Revise the data below so that every "drop one marker" becomes "place a single point", and change nothing else.

>>>>

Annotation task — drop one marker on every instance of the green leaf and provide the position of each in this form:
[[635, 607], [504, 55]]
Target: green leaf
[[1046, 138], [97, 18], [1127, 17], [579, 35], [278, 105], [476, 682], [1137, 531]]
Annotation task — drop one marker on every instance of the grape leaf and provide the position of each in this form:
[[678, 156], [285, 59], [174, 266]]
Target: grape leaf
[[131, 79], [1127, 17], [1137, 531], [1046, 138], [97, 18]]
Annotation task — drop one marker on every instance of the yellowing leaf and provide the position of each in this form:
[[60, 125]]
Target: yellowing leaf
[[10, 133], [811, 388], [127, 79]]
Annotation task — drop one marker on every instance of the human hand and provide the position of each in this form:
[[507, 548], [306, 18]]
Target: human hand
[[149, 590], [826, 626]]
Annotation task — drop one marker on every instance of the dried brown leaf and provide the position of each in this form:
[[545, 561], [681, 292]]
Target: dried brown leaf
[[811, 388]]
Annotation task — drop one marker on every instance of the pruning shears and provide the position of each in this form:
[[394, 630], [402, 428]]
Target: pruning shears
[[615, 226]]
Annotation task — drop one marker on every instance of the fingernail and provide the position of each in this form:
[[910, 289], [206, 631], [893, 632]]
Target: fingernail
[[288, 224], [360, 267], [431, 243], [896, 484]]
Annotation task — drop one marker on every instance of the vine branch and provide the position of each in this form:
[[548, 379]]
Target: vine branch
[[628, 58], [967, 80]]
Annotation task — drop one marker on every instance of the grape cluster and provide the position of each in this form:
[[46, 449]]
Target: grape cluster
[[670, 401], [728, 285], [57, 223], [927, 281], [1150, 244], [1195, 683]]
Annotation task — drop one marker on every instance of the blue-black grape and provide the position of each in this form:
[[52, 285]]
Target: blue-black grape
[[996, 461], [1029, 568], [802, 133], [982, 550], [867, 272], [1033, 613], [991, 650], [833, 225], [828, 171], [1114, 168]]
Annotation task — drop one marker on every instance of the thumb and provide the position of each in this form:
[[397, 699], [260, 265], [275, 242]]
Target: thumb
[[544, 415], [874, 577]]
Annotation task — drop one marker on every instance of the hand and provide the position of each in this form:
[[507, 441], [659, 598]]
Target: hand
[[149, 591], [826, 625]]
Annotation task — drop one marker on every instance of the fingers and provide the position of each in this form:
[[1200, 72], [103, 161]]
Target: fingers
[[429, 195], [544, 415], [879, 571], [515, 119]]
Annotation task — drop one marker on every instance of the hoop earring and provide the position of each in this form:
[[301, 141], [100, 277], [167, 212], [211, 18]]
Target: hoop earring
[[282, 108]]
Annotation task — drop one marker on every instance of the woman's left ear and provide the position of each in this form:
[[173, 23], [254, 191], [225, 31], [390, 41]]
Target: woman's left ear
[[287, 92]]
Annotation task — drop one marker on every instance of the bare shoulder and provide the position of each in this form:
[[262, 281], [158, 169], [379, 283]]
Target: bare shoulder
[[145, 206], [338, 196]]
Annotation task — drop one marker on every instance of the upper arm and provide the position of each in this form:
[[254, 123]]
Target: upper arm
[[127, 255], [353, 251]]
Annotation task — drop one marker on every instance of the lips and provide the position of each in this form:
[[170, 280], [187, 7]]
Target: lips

<<<<

* **COMPLETE RESPONSE**
Annotation task — place a single point on every instance of the green leaf and provide the position of each in this form:
[[635, 607], [504, 55]]
Target: green leaf
[[1046, 138], [97, 18], [1127, 17], [579, 35], [278, 105], [476, 682], [1137, 531]]
Annotation task — place a single point on every instance of the grape leaf and provide the position of each in this form:
[[678, 156], [285, 59], [174, 266]]
Target: grape leaf
[[131, 79], [1127, 17], [1137, 531], [1046, 138], [97, 18]]
Annotation task — place a single point on every instance of the yellowing leaf and provide the position of each in this form:
[[60, 125]]
Target: yellowing leaf
[[10, 133], [811, 388], [127, 79]]
Annotation task — place a single point on every instance of the human hand and provide the position of each in this form:
[[507, 548], [306, 18]]
Target: human hand
[[149, 590], [826, 626]]
Annotation task — place a single point on every instance of the dried brown leaf and provide the position of each in this form:
[[545, 561], [681, 292]]
Target: dried brown leaf
[[811, 388]]
Annotation task — place a single point on every instance of the pruning shears and provide the position of each in this form:
[[394, 630], [402, 428]]
Target: pruning shears
[[615, 226]]
Annotation task — place a single point on every instance of the fingernail and provide the position of each in this form:
[[910, 289], [206, 631], [893, 632]]
Target: fingernail
[[288, 224], [360, 267], [431, 243], [896, 484]]
Annotation task — place a single point on every instance of the vine branch and provide the position of each in this form:
[[548, 379]]
Target: vine branch
[[628, 58], [967, 80]]
Annotation task — place a single point on every instance of the grape cluster and provide the position of each in this form:
[[46, 449]]
Target: grape cluster
[[670, 401], [728, 285], [57, 223], [927, 281], [1150, 244], [1195, 683]]
Annotation task — place a single point on every instance of the blue-black grape and provide the position of each in this form:
[[52, 285]]
Target: blue-black grape
[[996, 461], [1029, 568], [802, 133], [982, 550], [867, 272], [1033, 613], [991, 650], [833, 225], [828, 171], [1114, 168]]
Annotation task — place a single point on every instance of the thumb and provide the position of each in this form:
[[397, 699], [260, 265], [275, 242]]
Target: thumb
[[544, 415], [874, 577]]
Annotation task — place a single point on every instance of the hand and provide the position of each in this form:
[[507, 441], [659, 598]]
Target: hand
[[149, 591], [826, 625]]
Annotation task — place a single point on every instance of the fingers and provide the position of each in this form:
[[1200, 72], [103, 161]]
Target: fingers
[[429, 195], [544, 415], [879, 571], [515, 119]]
Annotation task — place a single point on every instance of the hoop earring and provide the position of each in this form:
[[301, 141], [100, 277], [167, 212], [211, 18]]
Target: hoop earring
[[282, 108]]
Annotation task — place a single point on every instance of the woman's left ear and provide the position of each in this form:
[[173, 23], [254, 191], [225, 31], [390, 41]]
Target: woman's left ear
[[287, 92]]
Annotation task — place a single point on every instance of the bare shoulder and provide the position of each in this form:
[[262, 281], [158, 169], [379, 283]]
Target: bare shoulder
[[145, 206], [338, 196]]
Annotation task — place a single point on every instance of the upper arm and provide the position of each in this form:
[[254, 123]]
Target: upper arm
[[127, 255], [353, 251]]
Annotation task — place a single point on every instance of the lips and provide the position of each in this form:
[[170, 280], [187, 7]]
Target: lips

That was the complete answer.